[WHAT THE TASK REQUIRES]: Going down the data below, set down exactly the line with "Target: ceiling" and each line after it through the line with "Target: dark hardwood flooring"; no other lines.

□ □ □ □ □

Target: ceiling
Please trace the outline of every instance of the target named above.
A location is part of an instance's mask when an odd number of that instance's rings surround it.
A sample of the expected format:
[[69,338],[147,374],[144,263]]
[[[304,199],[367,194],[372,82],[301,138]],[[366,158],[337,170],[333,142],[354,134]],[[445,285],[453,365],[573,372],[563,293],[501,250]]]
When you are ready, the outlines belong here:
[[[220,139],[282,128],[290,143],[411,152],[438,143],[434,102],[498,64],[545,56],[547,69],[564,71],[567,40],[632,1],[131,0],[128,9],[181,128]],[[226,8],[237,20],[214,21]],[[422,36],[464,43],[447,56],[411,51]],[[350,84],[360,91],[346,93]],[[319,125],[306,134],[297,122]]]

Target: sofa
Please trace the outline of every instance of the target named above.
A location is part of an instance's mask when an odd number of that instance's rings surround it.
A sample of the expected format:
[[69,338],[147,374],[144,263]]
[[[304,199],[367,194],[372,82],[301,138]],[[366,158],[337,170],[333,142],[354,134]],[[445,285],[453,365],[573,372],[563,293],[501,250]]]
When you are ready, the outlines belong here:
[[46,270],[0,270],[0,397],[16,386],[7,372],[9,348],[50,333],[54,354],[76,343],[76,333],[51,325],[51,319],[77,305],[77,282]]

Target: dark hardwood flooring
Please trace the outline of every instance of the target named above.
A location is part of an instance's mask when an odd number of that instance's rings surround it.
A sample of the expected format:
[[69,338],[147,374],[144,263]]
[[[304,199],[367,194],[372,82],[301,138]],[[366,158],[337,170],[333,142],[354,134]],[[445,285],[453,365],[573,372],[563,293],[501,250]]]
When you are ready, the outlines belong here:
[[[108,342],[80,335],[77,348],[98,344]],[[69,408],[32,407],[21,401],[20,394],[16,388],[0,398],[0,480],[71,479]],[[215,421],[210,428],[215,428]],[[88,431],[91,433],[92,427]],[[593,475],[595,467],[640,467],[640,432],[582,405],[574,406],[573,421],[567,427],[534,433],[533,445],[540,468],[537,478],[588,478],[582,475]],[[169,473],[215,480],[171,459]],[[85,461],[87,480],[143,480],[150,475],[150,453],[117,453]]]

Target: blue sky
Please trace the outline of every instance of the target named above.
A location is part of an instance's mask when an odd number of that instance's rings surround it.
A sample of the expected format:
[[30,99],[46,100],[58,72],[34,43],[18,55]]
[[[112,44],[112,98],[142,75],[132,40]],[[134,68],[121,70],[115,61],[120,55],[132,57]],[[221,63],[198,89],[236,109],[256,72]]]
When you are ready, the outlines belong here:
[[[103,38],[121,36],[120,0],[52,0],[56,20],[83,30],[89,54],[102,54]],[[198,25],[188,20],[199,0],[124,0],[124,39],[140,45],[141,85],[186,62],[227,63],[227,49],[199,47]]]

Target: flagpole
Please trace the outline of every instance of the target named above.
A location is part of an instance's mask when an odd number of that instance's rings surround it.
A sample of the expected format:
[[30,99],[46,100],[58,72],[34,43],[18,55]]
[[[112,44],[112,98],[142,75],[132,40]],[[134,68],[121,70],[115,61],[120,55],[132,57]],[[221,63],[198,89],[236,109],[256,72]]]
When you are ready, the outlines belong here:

□ □ □ □ □

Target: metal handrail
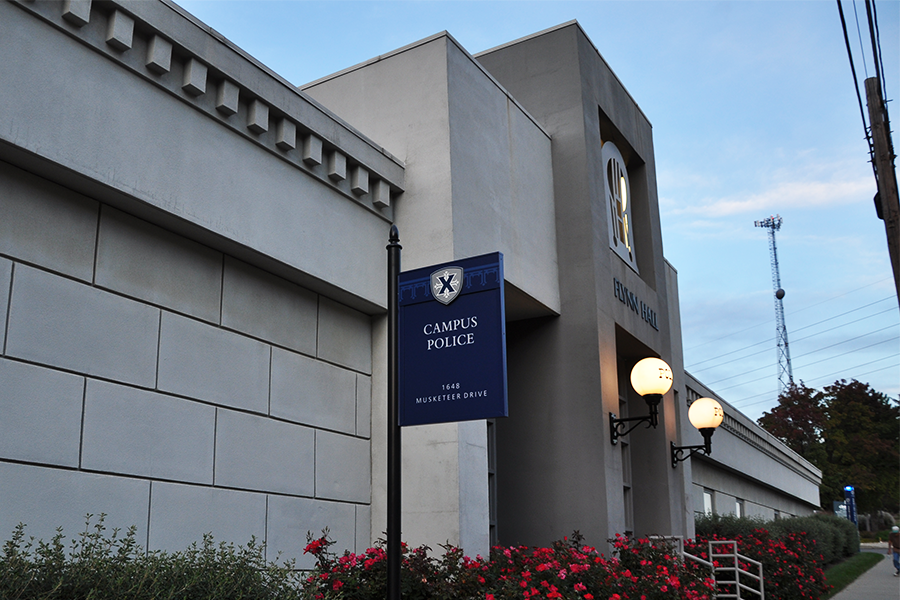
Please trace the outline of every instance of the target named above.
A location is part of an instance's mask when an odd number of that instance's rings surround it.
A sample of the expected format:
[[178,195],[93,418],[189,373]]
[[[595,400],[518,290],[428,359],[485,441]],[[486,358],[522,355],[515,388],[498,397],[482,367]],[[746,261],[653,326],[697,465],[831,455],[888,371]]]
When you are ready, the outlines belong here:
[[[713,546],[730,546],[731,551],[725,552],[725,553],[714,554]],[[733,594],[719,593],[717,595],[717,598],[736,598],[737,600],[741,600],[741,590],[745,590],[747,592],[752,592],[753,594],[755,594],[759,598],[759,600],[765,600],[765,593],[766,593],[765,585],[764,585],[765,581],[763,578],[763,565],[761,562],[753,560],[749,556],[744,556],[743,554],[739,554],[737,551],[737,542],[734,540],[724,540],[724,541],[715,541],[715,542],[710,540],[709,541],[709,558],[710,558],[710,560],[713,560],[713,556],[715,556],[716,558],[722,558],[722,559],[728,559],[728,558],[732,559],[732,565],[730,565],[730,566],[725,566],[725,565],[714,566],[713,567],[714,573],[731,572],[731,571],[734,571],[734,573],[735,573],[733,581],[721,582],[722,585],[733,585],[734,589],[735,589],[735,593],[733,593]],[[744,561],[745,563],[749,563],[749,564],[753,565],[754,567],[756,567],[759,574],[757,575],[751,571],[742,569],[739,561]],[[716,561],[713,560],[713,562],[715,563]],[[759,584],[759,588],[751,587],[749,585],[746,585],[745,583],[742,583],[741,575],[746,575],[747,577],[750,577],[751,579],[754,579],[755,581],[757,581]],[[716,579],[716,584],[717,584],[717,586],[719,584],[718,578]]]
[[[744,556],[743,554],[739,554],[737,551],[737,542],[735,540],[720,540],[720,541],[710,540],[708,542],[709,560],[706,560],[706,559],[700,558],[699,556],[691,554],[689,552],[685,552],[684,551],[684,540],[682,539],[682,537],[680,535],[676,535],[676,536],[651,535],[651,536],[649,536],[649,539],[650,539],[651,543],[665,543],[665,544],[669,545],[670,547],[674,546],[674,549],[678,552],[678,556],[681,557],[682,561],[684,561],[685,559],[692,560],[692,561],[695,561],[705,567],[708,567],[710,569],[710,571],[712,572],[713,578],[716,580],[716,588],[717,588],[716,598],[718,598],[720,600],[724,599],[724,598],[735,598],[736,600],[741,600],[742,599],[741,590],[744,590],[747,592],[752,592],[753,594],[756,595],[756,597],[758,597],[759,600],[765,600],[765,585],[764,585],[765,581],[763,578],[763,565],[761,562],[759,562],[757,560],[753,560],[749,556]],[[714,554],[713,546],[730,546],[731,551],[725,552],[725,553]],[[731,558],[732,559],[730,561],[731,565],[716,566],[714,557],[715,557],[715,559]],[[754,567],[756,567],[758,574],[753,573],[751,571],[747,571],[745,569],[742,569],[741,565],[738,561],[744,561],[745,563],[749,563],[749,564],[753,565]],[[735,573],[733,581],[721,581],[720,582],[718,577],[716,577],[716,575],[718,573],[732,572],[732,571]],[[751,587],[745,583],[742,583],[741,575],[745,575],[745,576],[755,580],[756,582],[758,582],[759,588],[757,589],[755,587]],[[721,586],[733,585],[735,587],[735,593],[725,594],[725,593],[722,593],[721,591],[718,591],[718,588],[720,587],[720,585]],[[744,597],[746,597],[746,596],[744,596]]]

□ □ □ □ □

[WRITTEN ANSWER]:
Target: ceiling
Please trace the outline of every instance of the target named above.
A location is part of an instance's mask when an odd number of that instance's rings surround it.
A sample of the expected format:
[[69,338],[147,374],[144,263]]
[[[304,199],[367,194],[372,82],[301,138]],[[366,158],[337,170],[333,142],[354,134]],[[445,285],[453,365],[573,372],[563,293],[501,250]]]
When you are ready, the outlines belong here:
[[[220,139],[282,128],[290,143],[411,152],[438,143],[434,102],[498,64],[545,56],[547,69],[564,71],[567,40],[632,1],[131,0],[128,9],[181,128]],[[226,8],[237,20],[214,21]],[[422,36],[464,43],[447,56],[411,51]],[[350,84],[360,91],[346,93]],[[319,125],[306,134],[297,122]]]

Target: sofa
Please trace the outline of every instance of the target named above.
A location is part of an instance's mask when an odd number of that instance's rings surround it.
A sample of the expected format:
[[69,338],[147,374],[144,263]]
[[[304,199],[367,194],[372,82],[301,138]],[[366,158],[337,170],[333,142],[354,134]],[[445,285],[453,365],[573,372],[563,293],[501,250]]]
When you are ready, the outlines belong here:
[[46,270],[0,270],[0,397],[16,386],[7,372],[9,348],[50,333],[54,354],[76,343],[76,333],[51,325],[51,319],[77,305],[77,282]]

Target: dark hardwood flooring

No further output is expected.